(Records from a point-labeling set)

▼▼▼

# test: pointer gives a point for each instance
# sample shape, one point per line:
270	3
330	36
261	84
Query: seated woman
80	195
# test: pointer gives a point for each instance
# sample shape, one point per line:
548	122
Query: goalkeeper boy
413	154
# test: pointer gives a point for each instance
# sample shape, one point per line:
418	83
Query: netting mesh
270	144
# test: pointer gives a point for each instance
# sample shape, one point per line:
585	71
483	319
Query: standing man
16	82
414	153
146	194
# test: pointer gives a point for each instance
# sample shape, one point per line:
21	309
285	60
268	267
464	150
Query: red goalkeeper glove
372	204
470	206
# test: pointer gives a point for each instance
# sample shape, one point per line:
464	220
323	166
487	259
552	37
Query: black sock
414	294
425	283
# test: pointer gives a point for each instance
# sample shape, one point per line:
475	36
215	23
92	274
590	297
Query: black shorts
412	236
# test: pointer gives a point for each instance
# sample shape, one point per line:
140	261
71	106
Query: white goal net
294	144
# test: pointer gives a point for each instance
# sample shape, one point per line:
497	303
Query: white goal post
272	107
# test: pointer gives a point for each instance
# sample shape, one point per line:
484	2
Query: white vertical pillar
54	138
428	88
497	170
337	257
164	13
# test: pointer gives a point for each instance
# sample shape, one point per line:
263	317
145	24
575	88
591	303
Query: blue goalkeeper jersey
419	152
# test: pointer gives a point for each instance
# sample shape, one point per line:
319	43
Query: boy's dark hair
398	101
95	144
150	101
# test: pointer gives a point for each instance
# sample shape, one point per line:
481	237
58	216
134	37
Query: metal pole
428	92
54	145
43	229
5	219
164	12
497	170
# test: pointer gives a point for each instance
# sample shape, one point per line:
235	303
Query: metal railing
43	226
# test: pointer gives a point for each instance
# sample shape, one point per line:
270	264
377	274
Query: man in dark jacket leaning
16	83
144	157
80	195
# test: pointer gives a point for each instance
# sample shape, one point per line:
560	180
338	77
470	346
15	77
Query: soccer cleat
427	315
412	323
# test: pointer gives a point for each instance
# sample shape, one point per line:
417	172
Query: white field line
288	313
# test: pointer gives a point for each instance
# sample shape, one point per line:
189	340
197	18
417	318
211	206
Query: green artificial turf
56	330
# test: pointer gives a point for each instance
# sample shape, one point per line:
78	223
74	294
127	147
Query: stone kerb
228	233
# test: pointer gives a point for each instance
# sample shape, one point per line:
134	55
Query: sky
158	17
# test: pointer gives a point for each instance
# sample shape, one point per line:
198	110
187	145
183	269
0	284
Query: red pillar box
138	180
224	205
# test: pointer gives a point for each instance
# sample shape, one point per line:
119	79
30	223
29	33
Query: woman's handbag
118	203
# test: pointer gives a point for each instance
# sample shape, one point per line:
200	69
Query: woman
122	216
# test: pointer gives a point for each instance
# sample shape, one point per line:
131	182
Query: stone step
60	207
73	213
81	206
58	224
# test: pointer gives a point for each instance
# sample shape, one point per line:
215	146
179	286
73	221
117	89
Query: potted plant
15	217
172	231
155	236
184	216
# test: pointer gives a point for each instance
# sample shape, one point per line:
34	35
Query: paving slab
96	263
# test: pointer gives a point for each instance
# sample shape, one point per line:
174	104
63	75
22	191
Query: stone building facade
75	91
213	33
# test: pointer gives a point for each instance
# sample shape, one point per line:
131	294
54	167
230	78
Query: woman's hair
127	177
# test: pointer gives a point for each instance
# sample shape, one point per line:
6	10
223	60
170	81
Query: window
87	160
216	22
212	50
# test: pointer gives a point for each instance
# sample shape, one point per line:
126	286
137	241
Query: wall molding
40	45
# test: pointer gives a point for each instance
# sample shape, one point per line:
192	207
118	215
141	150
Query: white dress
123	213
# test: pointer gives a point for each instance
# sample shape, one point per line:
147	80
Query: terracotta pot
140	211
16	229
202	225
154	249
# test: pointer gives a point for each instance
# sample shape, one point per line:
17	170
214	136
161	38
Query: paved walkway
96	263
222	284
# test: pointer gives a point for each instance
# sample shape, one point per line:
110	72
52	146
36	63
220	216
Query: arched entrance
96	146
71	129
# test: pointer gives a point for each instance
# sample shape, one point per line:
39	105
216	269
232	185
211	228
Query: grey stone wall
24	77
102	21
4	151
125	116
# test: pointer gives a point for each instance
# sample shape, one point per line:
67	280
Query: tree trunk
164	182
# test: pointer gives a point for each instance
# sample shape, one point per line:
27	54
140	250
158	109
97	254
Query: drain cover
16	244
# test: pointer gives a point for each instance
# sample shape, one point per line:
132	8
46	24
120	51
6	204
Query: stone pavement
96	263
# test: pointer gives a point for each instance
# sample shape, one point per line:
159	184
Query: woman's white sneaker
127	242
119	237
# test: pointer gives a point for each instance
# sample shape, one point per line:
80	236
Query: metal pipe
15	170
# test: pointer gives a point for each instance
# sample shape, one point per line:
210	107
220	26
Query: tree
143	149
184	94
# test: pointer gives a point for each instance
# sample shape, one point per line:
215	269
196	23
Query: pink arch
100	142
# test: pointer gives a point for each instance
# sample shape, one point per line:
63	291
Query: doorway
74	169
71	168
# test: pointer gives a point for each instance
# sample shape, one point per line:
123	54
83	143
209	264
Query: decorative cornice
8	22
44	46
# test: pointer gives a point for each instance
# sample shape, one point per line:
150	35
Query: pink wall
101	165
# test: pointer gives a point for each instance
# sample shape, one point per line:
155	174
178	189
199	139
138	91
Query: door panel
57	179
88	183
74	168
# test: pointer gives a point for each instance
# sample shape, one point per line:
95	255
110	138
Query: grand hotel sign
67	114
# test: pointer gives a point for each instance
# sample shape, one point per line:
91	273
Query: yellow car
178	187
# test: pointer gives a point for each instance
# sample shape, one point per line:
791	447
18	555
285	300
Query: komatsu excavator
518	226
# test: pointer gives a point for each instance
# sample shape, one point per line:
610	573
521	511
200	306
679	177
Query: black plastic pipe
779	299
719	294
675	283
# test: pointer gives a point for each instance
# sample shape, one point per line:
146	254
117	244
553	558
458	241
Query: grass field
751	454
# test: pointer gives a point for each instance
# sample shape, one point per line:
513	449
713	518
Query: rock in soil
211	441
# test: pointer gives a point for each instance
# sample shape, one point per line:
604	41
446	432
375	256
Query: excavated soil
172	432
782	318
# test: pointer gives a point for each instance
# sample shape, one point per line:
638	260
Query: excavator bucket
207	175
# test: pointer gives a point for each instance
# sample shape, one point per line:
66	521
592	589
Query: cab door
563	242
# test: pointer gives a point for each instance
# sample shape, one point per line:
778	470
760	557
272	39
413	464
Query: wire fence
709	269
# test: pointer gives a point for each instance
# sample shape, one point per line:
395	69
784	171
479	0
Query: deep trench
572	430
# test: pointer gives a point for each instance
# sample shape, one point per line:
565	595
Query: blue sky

▲▲▲

Return each line of the material above that contains the string "hair".

Query: boy's dark hair
Query: woman's hair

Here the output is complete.